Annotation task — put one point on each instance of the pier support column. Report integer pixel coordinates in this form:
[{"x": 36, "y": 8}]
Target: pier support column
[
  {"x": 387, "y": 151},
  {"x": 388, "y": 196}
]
########################################
Work instruction >>
The full set of records above is to be printed again verbatim.

Answer to this problem >>
Annotation task — put one point on each instance of the pier support column. Report integer pixel coordinates in this form:
[{"x": 36, "y": 8}]
Target: pier support column
[
  {"x": 387, "y": 151},
  {"x": 388, "y": 196}
]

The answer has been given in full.